Given instruction: Can you edit the material below so that "dramatic cloudy sky" becomes "stormy overcast sky", with nothing else changed?
>> start Supplied records
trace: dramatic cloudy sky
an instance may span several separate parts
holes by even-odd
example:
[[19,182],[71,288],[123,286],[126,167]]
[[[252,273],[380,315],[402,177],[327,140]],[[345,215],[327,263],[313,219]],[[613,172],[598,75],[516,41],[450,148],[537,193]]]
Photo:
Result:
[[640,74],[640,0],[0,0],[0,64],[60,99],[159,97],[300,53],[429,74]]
>> end Supplied records
Task output:
trace: stormy overcast sky
an instance may span several separate parts
holes by even-odd
example:
[[19,182],[71,288],[123,286],[126,167]]
[[[252,273],[380,315],[402,177],[327,140]],[[345,215],[327,263],[313,219]],[[613,172],[598,75],[516,41],[450,148],[537,193]]]
Photo:
Result:
[[640,74],[640,0],[0,0],[0,64],[60,99],[159,97],[300,53],[429,74]]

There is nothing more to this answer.